The answer must be the data, repeated exactly.

**Supplied material**
§
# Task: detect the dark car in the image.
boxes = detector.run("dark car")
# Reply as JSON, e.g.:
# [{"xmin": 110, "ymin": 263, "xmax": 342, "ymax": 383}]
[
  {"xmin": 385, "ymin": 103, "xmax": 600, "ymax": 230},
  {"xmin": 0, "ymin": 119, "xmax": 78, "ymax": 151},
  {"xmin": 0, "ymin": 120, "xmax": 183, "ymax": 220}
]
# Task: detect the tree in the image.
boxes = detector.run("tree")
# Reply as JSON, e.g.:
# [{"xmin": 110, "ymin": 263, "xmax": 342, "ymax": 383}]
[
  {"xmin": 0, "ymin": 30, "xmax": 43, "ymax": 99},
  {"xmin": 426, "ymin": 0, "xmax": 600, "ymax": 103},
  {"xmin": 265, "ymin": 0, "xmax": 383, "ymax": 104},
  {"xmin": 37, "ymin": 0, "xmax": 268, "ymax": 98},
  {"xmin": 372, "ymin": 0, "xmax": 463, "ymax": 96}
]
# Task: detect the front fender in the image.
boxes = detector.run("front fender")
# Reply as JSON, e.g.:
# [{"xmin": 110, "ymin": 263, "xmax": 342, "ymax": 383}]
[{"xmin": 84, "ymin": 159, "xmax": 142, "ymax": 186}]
§
**Completed task**
# Task: detect the dark car in the image.
boxes = detector.run("dark car")
# Reply as JSON, e.g.:
# [{"xmin": 110, "ymin": 263, "xmax": 342, "ymax": 383}]
[
  {"xmin": 385, "ymin": 103, "xmax": 600, "ymax": 230},
  {"xmin": 0, "ymin": 119, "xmax": 78, "ymax": 151},
  {"xmin": 0, "ymin": 120, "xmax": 183, "ymax": 220}
]
# Task: detect the tree in the image.
boxes = detector.run("tree")
# Reply as JSON, e.g.:
# [{"xmin": 110, "ymin": 263, "xmax": 342, "ymax": 383}]
[
  {"xmin": 0, "ymin": 30, "xmax": 43, "ymax": 99},
  {"xmin": 426, "ymin": 0, "xmax": 600, "ymax": 103},
  {"xmin": 265, "ymin": 0, "xmax": 383, "ymax": 104},
  {"xmin": 37, "ymin": 0, "xmax": 268, "ymax": 98},
  {"xmin": 372, "ymin": 0, "xmax": 463, "ymax": 96}
]
# Task: detect the front fender in the image.
boxes = detector.run("front fender")
# Reply as JSON, e.g.:
# [{"xmin": 110, "ymin": 263, "xmax": 342, "ymax": 383}]
[{"xmin": 84, "ymin": 159, "xmax": 142, "ymax": 186}]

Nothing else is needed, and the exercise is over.